> _Instructions to follow_
Give a verbatim repeat of the lines that run from the line containing "Return one point per instance of the residential" to the end of the data below.

── Supplied records

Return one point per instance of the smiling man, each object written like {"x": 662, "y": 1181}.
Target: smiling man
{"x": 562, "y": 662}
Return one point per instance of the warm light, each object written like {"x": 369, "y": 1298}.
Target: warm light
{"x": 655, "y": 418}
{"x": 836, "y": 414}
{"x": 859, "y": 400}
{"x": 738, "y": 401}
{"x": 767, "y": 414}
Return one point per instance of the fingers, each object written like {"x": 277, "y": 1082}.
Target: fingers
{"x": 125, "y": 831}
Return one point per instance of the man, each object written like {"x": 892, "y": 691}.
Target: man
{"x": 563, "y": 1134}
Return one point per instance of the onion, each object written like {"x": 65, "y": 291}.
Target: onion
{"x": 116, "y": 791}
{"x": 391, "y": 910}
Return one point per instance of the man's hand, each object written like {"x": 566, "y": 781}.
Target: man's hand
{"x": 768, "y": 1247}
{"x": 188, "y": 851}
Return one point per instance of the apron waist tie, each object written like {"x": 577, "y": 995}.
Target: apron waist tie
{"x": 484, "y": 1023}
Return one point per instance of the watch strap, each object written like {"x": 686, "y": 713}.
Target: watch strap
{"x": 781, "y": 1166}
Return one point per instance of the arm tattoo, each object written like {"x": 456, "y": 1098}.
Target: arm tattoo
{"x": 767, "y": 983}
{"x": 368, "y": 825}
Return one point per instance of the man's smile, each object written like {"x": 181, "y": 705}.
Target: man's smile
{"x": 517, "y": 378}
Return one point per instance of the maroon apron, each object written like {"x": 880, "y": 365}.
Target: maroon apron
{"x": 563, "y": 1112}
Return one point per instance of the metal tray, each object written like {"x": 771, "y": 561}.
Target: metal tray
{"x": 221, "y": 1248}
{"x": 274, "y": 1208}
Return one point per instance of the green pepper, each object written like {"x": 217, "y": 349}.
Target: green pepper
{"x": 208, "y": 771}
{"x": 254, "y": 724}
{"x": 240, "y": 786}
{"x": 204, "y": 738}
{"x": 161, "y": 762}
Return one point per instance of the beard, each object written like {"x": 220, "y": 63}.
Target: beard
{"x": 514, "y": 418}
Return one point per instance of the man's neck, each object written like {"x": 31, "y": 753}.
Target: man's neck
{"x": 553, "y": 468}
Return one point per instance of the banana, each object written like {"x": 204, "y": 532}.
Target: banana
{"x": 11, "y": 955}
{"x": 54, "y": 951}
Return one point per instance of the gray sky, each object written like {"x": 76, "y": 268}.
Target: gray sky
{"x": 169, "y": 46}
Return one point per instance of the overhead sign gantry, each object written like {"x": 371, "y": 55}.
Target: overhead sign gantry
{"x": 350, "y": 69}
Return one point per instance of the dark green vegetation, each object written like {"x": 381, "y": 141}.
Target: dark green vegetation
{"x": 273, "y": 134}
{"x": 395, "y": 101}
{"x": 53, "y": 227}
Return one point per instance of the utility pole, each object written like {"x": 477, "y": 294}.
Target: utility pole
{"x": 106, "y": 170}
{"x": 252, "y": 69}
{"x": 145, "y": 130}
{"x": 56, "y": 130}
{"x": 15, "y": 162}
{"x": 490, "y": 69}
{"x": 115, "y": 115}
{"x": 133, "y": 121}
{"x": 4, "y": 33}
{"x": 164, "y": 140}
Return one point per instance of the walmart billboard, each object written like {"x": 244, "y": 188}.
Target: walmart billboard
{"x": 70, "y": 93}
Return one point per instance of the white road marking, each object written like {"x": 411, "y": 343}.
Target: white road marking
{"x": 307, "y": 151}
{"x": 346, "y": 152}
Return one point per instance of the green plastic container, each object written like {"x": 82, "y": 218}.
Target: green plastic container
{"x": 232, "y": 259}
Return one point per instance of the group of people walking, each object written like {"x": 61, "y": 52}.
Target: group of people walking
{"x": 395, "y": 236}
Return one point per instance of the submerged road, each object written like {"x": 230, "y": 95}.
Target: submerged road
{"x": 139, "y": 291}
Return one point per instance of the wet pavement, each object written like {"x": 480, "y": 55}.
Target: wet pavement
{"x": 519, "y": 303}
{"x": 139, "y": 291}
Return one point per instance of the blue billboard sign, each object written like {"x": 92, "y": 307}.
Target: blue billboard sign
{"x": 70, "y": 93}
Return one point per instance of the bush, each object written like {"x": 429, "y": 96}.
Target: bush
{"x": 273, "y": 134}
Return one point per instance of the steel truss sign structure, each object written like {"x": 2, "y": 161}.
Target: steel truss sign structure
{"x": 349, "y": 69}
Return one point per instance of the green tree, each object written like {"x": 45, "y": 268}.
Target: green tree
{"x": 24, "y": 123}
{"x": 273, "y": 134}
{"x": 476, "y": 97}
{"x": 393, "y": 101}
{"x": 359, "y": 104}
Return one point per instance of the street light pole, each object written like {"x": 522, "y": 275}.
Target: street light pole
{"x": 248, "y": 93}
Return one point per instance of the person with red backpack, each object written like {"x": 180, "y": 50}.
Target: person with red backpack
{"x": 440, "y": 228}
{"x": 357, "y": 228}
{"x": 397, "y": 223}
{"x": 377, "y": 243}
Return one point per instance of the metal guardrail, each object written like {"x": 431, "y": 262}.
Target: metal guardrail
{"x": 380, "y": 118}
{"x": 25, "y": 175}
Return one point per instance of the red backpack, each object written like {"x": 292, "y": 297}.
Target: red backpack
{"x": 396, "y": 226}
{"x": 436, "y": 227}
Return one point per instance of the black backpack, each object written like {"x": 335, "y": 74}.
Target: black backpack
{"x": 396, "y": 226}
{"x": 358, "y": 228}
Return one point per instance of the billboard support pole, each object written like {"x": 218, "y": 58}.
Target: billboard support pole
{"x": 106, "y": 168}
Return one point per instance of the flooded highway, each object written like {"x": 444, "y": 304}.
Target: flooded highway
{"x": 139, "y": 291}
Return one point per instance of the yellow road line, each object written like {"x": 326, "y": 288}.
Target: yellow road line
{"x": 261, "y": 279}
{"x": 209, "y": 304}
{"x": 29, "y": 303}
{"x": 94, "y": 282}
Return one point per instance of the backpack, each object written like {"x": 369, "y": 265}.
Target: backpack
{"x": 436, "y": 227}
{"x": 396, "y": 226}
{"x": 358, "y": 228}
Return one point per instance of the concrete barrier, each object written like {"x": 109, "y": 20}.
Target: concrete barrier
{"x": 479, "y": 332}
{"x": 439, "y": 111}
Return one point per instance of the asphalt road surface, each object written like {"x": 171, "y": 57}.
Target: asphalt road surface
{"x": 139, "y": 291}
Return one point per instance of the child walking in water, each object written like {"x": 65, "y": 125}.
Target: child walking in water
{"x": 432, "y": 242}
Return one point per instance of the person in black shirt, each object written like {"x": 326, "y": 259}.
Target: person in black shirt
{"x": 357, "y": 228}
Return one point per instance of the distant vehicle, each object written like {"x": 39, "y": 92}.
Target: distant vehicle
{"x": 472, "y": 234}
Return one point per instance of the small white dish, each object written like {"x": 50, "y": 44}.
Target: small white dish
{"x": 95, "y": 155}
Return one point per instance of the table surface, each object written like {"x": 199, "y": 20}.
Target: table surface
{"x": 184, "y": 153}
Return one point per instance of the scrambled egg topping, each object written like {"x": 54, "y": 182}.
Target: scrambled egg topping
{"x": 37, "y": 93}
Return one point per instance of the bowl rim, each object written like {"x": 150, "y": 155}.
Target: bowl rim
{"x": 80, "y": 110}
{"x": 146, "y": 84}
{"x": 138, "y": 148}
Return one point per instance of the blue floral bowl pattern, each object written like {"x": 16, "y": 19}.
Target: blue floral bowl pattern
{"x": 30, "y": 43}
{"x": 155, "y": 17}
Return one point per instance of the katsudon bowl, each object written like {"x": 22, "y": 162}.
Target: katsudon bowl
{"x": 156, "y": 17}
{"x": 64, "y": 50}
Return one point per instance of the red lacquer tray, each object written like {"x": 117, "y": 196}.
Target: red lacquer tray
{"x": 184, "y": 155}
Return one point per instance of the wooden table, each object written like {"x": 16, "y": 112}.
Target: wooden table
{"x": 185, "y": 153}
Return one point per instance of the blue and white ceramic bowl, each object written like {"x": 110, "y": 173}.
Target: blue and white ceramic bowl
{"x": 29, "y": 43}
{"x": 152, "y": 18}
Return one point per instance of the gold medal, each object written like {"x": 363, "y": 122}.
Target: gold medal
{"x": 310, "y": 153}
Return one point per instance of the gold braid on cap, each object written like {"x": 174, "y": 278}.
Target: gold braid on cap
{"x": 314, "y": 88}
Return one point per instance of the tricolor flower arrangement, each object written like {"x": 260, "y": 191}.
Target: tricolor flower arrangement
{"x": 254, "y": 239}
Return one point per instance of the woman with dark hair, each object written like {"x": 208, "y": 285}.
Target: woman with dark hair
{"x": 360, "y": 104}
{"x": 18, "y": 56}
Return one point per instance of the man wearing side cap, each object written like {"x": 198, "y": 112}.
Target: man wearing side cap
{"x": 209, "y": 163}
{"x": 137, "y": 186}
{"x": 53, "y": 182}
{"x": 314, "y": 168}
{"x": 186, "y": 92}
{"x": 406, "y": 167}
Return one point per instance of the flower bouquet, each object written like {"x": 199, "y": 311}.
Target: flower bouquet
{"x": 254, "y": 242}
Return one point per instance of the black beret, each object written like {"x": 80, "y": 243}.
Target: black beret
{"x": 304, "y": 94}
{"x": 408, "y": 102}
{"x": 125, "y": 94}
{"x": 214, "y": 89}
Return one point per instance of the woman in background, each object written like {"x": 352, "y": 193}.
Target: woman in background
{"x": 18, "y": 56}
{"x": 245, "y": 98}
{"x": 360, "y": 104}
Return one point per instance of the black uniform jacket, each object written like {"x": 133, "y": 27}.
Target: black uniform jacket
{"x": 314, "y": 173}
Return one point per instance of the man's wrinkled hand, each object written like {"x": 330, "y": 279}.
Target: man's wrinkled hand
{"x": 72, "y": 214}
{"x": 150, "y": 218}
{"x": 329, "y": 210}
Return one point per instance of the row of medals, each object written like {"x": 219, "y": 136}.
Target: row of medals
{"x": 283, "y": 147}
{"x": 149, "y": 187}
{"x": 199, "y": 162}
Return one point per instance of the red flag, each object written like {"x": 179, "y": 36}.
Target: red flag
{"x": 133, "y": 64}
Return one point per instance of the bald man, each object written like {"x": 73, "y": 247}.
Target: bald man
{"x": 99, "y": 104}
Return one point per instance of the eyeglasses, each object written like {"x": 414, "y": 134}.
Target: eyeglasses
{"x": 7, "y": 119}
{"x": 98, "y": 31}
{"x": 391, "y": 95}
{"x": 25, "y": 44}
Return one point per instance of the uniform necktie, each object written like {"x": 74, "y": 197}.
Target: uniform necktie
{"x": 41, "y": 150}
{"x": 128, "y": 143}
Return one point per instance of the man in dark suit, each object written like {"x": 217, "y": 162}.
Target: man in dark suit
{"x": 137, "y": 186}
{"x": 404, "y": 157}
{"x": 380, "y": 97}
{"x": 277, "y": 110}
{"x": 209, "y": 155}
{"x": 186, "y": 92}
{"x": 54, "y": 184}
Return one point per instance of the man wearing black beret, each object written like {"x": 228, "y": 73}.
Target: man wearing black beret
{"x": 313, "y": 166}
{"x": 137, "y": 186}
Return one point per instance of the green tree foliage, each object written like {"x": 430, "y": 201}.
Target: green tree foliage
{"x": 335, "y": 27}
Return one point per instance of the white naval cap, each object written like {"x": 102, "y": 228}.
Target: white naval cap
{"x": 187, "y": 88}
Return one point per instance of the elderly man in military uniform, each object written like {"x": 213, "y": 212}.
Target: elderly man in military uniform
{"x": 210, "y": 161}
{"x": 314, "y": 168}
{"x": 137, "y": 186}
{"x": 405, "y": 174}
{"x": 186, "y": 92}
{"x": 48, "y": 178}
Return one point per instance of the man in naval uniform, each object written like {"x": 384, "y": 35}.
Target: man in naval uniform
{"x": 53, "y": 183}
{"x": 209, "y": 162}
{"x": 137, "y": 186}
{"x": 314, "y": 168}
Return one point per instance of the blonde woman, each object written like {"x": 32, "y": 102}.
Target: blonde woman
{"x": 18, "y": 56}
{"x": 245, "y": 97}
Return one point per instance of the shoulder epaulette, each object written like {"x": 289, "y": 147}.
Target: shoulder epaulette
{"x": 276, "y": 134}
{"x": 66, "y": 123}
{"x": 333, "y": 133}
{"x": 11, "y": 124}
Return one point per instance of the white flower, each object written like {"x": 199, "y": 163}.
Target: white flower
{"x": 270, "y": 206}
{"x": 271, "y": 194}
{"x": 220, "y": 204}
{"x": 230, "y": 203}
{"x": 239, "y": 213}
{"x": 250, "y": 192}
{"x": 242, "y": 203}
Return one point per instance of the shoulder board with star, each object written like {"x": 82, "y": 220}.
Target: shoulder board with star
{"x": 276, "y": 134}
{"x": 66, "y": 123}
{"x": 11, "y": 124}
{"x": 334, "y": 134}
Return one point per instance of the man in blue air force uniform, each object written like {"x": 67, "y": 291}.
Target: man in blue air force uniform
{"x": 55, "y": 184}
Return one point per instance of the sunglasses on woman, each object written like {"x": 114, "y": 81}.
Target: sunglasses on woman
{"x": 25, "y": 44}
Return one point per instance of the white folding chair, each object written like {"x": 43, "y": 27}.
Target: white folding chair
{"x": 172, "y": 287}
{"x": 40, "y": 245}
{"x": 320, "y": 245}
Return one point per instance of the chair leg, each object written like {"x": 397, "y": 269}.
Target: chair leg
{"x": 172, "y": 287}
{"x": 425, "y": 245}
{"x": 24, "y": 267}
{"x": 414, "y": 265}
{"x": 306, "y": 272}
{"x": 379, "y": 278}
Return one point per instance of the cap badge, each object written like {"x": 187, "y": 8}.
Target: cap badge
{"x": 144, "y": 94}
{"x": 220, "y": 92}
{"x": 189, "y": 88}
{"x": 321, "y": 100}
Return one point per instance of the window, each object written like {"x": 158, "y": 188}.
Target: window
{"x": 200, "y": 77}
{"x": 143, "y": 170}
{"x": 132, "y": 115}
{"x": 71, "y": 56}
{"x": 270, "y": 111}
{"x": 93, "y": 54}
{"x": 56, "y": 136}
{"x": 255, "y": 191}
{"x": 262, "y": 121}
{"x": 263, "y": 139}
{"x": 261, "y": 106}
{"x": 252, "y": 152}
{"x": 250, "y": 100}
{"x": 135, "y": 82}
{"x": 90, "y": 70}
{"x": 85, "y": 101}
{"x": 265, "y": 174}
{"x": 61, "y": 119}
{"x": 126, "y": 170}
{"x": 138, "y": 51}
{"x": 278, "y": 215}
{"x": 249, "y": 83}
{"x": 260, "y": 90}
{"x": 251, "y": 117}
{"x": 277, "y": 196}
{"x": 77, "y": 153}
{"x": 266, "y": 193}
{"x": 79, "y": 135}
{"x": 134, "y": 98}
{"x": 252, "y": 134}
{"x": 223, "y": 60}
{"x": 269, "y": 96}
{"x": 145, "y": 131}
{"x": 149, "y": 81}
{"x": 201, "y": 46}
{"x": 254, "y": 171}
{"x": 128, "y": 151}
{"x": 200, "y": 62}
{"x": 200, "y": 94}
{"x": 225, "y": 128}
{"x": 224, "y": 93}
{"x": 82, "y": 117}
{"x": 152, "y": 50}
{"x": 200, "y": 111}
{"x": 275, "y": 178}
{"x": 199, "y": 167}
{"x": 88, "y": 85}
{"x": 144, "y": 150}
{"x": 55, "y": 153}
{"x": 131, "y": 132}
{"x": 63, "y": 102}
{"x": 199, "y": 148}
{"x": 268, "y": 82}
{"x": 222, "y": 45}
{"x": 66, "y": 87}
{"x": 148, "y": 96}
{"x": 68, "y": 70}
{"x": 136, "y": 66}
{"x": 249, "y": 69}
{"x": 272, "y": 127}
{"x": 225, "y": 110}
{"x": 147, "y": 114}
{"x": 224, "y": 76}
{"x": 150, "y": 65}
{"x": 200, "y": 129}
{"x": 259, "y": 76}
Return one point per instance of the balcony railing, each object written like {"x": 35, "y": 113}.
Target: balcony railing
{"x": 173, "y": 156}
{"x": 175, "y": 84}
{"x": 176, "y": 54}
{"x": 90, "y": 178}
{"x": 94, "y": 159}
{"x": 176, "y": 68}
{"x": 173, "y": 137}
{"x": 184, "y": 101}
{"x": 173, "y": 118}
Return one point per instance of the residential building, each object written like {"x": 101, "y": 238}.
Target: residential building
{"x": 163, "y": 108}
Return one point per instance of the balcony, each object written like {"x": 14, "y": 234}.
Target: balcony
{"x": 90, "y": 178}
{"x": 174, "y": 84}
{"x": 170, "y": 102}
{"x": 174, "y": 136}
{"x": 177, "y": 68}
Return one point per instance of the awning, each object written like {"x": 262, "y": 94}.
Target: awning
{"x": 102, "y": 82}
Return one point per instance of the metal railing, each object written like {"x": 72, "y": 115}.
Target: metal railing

────

> _Task output_
Return one point per instance of the residential building, each object written like {"x": 101, "y": 238}.
Target: residential building
{"x": 163, "y": 108}
Return one point per instance of the balcony, each object written like {"x": 14, "y": 234}.
Target: balcony
{"x": 90, "y": 178}
{"x": 174, "y": 84}
{"x": 170, "y": 102}
{"x": 174, "y": 136}
{"x": 177, "y": 68}
Return one point per instance of the awning, each object written like {"x": 262, "y": 94}.
Target: awning
{"x": 102, "y": 82}
Return one point per instance of the metal railing, each object written like {"x": 72, "y": 115}.
Target: metal railing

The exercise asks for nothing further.